§ AIM
Can you repeat every one of the rows below word for word, without changing anything?

*** RECORDS SHOWN

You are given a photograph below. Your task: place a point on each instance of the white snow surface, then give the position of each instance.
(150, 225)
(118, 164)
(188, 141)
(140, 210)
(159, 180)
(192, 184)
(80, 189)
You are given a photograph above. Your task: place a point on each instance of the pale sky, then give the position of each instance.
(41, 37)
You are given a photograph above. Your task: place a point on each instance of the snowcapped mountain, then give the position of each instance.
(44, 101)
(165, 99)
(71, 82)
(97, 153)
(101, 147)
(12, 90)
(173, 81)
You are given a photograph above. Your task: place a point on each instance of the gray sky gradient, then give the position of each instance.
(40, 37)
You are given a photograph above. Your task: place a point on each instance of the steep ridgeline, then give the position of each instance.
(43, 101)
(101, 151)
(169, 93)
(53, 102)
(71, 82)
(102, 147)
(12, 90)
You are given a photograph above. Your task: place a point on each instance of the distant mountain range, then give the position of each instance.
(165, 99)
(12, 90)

******

§ REPLY TO THE EXERCISE
You are given a photograph below. Your task: place a point on each instance of the white snow surface, then give the position of each instance.
(150, 225)
(118, 164)
(188, 141)
(140, 210)
(159, 180)
(192, 184)
(80, 189)
You are given a photograph above. Your task: place a point on each instance of the pale sky, then give the position of each instance.
(41, 37)
You are given a photograph above. Your task: place a point on each instance of the snowcapped mountain, then give the position of each instance.
(44, 101)
(165, 99)
(71, 82)
(97, 153)
(101, 147)
(12, 90)
(173, 81)
You are given a photograph above. Your task: place a point on each instance of the gray sky gradient, then give the position of each instance.
(40, 37)
You are given a photograph above. Your task: place a point on each instance of the steep ridgeline, then give the position of each instance.
(43, 101)
(101, 151)
(169, 93)
(53, 102)
(71, 82)
(102, 147)
(12, 90)
You are given a photograph above. Your task: place a point on each instance of the distant mountain range, then give the position of each instance.
(165, 99)
(12, 90)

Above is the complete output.